__What is expected__. Write out the listing below from the line containing "Teacher note: indicate the riverbank" to its last line, unaltered, ends included.

=== Material supplied ===

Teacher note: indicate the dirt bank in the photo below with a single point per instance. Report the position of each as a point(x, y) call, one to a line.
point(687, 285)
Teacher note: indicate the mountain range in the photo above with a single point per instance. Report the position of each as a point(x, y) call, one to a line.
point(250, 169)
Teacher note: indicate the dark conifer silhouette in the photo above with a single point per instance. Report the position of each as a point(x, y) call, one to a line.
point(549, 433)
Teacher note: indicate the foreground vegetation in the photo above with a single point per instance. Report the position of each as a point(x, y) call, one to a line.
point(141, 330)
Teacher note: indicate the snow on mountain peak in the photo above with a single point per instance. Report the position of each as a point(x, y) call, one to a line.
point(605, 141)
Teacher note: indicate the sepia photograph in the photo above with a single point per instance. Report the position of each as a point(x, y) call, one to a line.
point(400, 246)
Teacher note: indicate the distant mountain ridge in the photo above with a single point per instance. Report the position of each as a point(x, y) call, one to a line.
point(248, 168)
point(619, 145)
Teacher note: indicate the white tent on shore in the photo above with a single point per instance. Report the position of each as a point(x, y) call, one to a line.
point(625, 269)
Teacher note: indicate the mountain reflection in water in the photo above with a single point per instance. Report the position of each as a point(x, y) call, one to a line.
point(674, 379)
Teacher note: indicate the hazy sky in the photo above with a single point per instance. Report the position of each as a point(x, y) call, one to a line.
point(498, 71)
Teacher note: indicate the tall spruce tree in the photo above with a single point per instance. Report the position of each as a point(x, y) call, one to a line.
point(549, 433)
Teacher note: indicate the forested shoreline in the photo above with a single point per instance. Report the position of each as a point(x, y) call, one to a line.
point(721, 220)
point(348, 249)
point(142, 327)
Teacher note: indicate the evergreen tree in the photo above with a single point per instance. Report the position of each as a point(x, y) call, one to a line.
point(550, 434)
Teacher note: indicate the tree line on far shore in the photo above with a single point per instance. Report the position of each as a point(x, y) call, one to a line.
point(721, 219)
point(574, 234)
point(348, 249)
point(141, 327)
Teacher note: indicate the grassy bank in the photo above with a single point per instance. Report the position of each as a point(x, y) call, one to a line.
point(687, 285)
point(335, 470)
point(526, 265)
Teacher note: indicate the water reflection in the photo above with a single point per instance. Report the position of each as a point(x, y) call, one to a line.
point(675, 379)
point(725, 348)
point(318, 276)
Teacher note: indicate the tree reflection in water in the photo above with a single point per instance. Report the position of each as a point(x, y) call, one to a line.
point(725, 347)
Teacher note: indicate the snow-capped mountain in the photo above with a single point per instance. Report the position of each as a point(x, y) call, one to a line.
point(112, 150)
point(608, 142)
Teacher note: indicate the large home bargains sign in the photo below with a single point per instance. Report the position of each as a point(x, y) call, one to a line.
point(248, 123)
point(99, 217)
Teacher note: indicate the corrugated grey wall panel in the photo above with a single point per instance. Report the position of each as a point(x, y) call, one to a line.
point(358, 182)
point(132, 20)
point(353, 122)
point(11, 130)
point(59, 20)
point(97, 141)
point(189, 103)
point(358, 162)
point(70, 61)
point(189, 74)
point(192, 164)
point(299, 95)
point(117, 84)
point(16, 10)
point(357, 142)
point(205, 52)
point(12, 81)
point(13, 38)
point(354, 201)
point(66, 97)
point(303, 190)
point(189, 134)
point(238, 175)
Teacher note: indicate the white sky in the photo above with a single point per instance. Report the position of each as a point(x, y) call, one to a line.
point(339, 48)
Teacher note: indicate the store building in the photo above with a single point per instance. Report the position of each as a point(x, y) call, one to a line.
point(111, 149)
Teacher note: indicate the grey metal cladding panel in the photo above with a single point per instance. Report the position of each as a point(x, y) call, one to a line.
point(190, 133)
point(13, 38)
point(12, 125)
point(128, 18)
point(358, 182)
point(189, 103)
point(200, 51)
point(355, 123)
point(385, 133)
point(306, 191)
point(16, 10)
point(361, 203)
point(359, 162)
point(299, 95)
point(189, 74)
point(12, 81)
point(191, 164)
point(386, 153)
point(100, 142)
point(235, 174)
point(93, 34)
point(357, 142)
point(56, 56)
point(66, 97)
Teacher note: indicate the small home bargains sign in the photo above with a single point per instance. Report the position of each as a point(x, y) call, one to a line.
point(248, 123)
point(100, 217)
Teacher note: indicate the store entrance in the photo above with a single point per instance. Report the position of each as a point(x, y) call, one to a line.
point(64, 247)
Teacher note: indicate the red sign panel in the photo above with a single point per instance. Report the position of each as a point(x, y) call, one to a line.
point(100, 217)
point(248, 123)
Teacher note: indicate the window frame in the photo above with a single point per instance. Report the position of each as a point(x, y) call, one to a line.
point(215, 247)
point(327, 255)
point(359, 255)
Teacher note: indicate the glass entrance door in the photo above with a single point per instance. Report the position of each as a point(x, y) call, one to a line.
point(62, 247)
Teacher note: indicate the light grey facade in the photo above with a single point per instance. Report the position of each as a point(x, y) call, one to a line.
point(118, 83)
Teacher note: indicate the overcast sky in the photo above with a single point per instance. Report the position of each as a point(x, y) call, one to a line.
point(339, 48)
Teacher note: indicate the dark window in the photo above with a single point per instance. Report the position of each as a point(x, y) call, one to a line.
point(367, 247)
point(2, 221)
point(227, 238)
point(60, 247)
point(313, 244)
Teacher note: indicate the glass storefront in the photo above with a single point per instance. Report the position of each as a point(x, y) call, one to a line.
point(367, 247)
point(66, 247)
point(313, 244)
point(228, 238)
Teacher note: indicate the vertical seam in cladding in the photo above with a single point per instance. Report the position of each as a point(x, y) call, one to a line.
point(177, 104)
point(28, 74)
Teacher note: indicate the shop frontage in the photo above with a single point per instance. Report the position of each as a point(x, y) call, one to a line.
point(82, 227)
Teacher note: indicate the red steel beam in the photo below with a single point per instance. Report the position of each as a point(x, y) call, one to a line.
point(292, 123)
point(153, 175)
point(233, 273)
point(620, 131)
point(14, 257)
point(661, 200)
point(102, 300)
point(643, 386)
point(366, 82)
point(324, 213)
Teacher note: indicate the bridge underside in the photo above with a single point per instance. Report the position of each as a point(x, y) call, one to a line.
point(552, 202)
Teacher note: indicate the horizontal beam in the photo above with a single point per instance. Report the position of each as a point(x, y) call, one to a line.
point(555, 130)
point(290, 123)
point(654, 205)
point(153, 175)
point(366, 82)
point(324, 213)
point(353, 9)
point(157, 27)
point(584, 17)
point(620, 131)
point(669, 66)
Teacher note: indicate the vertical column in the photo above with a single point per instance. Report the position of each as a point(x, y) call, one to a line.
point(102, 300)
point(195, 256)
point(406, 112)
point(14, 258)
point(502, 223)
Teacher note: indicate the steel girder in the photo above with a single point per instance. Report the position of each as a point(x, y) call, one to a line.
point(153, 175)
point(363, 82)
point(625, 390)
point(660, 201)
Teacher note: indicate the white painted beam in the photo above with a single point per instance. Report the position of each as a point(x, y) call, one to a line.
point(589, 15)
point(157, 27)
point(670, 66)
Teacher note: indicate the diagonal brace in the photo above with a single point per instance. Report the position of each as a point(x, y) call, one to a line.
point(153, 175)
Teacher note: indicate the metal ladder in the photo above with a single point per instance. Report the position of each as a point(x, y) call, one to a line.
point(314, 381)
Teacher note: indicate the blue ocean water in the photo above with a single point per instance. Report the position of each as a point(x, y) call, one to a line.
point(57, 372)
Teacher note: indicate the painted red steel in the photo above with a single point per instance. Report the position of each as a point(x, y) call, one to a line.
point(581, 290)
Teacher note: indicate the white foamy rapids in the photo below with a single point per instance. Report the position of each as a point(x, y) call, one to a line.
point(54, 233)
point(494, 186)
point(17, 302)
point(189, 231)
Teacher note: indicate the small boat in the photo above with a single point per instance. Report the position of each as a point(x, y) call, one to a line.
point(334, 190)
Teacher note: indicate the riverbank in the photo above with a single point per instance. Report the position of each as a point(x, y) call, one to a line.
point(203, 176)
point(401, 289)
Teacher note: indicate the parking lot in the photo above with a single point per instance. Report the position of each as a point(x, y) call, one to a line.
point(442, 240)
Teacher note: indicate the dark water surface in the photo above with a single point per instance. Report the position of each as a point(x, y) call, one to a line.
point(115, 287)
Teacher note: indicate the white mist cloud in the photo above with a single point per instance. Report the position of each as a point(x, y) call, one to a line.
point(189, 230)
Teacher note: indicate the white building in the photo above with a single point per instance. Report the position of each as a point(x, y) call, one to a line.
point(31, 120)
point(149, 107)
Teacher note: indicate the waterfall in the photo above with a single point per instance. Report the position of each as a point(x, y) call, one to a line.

===

__Full response__.
Teacher note: indicate the riverbank in the photo above with a single point per instance. Report the position of each as a point(x, y) call, one to a line.
point(203, 176)
point(401, 289)
Teacher note: indicate the parking lot in the photo above with a single point per instance. Report the position of each as a point(x, y) call, one to a line.
point(442, 240)
Teacher note: indicate the dark water surface in the photo above with a single point per instance. Report the position of each as a point(x, y) call, one to a line.
point(115, 287)
Teacher note: indicate the white mist cloud in the photo above with a single point per instance. Report the position of each as a point(x, y) call, one to a line.
point(189, 230)
Teacher note: indicate the white building in the photo above with a single point per instance. Report the position of each as a point(x, y) call, one to a line.
point(31, 120)
point(149, 107)
Teacher note: indicate the waterfall in the photo above with a single point per instance. Report the position of each as a point(x, y) call, one to a line.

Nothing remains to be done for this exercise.